Given request:
Please output exactly the run of lines that starts at the line with "denim shorts, imagine" and ends at the last line of the records below.

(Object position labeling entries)

----

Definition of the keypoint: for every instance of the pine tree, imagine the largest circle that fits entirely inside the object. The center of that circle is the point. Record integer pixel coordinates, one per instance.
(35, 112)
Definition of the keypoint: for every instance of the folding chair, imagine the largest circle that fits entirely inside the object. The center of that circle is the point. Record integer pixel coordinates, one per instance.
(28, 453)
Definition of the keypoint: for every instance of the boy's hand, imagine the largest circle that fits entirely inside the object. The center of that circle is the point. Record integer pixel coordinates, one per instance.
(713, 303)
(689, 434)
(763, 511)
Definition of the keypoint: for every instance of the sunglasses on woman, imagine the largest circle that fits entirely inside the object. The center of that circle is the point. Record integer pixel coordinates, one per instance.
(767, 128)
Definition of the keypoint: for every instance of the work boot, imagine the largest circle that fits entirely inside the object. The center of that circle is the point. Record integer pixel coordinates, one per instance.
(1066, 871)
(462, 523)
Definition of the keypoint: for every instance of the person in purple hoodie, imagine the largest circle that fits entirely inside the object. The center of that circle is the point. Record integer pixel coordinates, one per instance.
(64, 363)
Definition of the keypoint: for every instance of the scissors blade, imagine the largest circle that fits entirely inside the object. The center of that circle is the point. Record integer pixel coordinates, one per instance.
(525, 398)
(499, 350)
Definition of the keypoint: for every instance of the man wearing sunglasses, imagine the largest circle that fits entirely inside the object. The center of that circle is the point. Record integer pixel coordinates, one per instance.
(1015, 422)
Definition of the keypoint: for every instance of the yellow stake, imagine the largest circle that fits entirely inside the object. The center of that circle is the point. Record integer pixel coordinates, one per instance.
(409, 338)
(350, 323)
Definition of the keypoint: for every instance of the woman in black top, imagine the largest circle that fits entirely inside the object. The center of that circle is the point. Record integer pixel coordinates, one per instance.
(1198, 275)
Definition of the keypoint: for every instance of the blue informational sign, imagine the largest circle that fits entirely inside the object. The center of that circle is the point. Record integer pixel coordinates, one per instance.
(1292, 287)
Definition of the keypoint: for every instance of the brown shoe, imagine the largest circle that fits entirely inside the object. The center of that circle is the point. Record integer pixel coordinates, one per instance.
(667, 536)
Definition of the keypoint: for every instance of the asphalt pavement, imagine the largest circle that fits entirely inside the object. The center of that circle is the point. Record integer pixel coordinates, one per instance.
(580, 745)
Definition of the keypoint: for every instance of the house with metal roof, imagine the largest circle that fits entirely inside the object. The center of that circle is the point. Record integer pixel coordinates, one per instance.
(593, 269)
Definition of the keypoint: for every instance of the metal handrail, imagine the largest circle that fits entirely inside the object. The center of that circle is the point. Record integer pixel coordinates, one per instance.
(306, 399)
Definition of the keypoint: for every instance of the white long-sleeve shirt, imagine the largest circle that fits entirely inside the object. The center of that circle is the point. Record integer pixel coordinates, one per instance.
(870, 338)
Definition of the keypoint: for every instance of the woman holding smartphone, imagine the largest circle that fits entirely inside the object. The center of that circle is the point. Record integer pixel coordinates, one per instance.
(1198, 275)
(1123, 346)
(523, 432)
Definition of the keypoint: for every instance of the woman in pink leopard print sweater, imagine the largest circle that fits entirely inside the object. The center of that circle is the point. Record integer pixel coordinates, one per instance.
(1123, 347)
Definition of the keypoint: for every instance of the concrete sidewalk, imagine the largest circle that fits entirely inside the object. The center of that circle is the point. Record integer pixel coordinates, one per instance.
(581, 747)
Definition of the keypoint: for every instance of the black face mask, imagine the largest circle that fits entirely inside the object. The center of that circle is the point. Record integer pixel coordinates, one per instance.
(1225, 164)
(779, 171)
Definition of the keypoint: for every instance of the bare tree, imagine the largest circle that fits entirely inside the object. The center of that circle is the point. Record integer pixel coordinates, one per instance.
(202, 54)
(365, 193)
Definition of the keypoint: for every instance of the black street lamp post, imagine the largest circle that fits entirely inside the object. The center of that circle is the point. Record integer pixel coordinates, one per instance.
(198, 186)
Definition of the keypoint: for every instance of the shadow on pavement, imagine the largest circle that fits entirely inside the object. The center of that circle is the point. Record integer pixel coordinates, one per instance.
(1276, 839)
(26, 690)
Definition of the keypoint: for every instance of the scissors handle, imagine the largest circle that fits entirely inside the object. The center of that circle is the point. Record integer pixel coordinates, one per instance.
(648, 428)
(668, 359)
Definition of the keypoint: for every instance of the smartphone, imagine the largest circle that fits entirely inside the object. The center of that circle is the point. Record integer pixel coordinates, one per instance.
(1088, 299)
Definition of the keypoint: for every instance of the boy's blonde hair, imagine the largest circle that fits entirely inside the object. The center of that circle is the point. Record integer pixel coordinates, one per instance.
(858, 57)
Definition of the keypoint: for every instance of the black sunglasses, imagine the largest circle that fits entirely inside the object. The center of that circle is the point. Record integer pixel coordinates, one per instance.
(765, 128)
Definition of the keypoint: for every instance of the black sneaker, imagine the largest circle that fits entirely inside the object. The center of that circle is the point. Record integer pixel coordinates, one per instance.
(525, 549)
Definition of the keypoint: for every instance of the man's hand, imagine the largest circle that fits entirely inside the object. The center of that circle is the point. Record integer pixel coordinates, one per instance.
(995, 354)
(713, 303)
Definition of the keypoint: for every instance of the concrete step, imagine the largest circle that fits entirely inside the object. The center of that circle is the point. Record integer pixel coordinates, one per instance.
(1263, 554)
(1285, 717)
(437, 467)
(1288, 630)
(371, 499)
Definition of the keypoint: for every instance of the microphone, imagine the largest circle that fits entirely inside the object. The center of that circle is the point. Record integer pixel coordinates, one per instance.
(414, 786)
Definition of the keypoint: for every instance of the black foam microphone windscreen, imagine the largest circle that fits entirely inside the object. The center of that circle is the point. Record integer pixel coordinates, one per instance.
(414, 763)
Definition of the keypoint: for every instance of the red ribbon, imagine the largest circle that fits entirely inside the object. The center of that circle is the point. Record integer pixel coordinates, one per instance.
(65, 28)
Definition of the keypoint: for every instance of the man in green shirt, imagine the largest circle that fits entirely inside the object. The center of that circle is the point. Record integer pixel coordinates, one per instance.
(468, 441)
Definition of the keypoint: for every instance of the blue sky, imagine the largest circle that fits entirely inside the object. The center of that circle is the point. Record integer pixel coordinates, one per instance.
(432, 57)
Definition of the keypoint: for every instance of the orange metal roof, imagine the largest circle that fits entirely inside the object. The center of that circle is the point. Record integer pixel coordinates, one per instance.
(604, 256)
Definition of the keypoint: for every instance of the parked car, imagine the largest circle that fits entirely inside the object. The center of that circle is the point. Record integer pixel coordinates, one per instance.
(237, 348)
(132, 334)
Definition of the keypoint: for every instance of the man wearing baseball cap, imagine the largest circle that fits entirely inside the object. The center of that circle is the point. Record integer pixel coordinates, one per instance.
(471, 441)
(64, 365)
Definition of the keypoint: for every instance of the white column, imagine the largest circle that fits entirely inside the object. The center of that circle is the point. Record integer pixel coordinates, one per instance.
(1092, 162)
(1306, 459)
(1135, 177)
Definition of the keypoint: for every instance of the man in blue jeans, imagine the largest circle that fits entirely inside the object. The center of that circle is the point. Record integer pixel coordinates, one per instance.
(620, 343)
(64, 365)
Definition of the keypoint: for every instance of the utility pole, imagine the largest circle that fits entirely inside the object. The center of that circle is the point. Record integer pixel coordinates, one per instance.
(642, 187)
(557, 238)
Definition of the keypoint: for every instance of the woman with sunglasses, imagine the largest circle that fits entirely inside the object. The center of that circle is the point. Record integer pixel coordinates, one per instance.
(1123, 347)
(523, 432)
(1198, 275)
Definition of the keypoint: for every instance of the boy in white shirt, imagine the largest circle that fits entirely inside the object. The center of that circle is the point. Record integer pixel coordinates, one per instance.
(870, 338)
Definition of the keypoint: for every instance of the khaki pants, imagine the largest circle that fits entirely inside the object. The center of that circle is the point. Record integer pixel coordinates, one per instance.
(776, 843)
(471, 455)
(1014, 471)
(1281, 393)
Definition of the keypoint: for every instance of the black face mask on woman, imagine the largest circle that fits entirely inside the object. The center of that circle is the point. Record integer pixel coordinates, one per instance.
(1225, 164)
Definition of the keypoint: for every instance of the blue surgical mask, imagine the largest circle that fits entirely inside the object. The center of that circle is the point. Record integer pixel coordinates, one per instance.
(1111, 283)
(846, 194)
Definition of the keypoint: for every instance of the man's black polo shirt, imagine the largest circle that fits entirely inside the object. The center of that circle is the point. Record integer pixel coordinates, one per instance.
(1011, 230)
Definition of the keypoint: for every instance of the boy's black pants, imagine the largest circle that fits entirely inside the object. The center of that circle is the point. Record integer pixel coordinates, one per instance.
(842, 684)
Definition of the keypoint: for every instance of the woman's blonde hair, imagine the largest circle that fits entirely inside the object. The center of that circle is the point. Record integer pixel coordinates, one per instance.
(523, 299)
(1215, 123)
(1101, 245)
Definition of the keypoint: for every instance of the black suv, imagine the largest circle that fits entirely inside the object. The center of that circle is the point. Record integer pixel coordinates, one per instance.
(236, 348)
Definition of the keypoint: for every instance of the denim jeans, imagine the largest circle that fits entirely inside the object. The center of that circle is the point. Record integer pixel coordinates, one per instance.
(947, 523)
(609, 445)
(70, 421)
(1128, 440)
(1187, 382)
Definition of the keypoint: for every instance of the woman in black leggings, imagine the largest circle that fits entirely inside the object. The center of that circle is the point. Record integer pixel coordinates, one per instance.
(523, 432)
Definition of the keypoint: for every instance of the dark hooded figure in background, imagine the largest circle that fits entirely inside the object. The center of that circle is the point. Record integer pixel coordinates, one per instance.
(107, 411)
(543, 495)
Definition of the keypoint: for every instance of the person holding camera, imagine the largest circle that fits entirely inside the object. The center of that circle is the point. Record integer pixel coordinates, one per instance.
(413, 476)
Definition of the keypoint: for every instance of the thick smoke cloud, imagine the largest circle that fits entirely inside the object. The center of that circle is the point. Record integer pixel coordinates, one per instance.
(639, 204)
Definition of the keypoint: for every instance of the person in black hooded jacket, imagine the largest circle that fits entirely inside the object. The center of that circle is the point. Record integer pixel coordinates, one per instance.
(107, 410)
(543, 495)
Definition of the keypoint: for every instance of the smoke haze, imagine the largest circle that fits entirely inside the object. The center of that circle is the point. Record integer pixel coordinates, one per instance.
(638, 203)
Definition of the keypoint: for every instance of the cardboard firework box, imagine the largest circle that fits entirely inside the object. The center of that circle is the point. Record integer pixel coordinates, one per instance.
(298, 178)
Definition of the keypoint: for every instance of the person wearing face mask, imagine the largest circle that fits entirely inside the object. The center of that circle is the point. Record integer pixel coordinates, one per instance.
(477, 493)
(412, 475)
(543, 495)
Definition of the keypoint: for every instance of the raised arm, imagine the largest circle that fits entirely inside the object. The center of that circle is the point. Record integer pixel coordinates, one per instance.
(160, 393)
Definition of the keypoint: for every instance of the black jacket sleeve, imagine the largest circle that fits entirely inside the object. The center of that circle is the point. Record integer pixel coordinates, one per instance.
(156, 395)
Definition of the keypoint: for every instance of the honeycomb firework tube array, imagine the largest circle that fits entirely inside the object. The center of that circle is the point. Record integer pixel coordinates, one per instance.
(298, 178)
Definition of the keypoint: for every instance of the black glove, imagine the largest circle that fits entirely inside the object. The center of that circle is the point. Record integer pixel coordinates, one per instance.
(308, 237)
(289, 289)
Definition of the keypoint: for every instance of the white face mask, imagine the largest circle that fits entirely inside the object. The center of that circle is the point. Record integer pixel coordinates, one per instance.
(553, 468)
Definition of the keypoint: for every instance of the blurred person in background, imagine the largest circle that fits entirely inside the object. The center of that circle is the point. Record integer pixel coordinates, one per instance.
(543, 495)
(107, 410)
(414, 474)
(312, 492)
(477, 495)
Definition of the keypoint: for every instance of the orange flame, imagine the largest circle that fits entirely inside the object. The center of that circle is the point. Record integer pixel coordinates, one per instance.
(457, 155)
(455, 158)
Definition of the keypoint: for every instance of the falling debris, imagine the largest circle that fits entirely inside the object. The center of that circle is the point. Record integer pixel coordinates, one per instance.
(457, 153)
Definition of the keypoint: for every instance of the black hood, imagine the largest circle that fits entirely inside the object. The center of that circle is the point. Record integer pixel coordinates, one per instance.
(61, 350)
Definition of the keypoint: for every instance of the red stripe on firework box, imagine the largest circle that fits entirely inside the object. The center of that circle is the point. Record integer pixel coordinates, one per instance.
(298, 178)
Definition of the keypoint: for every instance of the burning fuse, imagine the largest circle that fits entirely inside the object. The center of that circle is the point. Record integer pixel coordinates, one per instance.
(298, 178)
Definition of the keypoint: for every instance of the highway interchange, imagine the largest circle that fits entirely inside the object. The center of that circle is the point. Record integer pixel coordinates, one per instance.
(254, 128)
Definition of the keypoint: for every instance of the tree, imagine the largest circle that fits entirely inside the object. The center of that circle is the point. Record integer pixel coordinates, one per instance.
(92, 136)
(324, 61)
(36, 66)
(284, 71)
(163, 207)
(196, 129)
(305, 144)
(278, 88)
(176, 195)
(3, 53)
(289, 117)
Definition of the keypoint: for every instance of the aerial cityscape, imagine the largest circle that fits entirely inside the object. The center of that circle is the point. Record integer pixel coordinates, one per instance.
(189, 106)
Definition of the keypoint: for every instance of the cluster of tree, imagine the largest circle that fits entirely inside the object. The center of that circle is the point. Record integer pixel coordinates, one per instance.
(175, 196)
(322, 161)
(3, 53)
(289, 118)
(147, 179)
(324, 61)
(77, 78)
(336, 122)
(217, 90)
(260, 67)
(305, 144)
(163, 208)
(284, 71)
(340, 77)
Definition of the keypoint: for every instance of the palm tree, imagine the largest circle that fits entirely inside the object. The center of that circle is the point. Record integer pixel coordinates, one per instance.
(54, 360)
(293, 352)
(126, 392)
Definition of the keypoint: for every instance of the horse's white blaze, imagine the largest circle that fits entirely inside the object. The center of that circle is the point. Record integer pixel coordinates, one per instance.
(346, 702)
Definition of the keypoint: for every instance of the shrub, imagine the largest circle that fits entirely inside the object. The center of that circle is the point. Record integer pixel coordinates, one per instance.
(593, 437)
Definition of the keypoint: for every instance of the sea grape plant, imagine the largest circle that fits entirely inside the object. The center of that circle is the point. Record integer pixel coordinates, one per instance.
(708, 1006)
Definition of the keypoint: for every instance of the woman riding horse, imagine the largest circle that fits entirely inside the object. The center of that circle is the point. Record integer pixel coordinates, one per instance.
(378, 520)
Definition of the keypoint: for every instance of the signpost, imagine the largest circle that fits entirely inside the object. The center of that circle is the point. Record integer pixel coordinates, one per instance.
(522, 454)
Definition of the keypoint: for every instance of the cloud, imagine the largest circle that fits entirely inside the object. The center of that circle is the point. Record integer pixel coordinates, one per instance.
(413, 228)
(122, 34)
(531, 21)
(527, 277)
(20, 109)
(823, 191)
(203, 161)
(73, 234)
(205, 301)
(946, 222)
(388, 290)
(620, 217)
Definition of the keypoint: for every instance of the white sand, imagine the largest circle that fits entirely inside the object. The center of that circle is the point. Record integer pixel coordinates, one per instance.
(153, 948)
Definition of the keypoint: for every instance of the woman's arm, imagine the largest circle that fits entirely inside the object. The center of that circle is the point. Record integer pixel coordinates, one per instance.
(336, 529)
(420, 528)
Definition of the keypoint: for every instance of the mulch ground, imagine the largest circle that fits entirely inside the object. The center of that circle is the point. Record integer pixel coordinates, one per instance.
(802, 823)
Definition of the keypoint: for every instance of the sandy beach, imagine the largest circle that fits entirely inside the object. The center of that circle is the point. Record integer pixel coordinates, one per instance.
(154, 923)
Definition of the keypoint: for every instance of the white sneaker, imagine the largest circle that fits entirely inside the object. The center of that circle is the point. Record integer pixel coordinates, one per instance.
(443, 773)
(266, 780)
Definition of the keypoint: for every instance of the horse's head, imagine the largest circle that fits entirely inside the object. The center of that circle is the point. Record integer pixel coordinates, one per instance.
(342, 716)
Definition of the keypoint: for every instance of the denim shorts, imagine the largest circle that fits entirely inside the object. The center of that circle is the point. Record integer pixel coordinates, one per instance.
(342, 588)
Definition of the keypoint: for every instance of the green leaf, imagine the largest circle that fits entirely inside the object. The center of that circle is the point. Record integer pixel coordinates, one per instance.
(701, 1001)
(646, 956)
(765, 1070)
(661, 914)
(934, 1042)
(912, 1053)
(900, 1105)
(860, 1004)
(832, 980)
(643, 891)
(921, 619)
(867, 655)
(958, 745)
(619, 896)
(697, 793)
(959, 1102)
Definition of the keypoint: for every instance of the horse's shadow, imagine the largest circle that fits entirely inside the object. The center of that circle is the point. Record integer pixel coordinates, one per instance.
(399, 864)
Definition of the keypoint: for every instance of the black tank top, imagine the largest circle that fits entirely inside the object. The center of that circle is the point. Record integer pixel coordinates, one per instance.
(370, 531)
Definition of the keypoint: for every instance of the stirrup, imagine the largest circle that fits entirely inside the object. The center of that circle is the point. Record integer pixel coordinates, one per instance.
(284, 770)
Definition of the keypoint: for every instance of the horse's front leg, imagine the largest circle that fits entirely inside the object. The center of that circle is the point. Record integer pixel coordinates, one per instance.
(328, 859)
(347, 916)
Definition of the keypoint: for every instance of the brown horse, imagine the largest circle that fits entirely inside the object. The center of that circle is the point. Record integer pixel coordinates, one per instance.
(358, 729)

----

Expected answer:
Definition of the keypoint: for every instance of the denim shorts, imagine the largest circle that fits entirely inside the object. The center of that circle is the point. Record integer pixel coordinates, one per instance.
(342, 588)
Definition of the keypoint: for every instance of the green leaf, imagine the largest circle that fits entirely inside the object. The center of that circle is the point. Record integer pixel coordinates, one per instance.
(701, 1001)
(646, 956)
(765, 1070)
(661, 914)
(934, 1042)
(912, 1053)
(900, 1105)
(860, 1004)
(832, 980)
(643, 891)
(921, 619)
(867, 655)
(958, 745)
(619, 896)
(697, 793)
(959, 1102)
Definition of the keypoint: for every instance of the horse's shadow, imagine the largest circle that fits entirely inside the object. The center of that circle is the point. Record integer pixel coordinates, one per instance.
(399, 864)
Definition of the keypoint: for every instance of the black tank top, imagine the largest circle that fits entirely inside the object. The center of that circle is the point. Record integer pixel coordinates, one per instance.
(370, 531)
Definition of the keypoint: for every instance of the stirrup, imagine the largest circle that fits entirely inside the object. The center of that circle is the point. Record integer pixel coordinates, one per instance.
(284, 770)
Definition of the keypoint: for every instance of the horse's front leg, imagine the largest circle that fits entirely inside the object. The center of that circle is the point. Record integer pixel coordinates, one per instance.
(328, 859)
(347, 916)
Definition of the keypoint: for every instance of the brown horse, imagine the largest circle that fits entirely inside the object. The center of that circle is the point. Record integer pixel coordinates, one per instance.
(358, 729)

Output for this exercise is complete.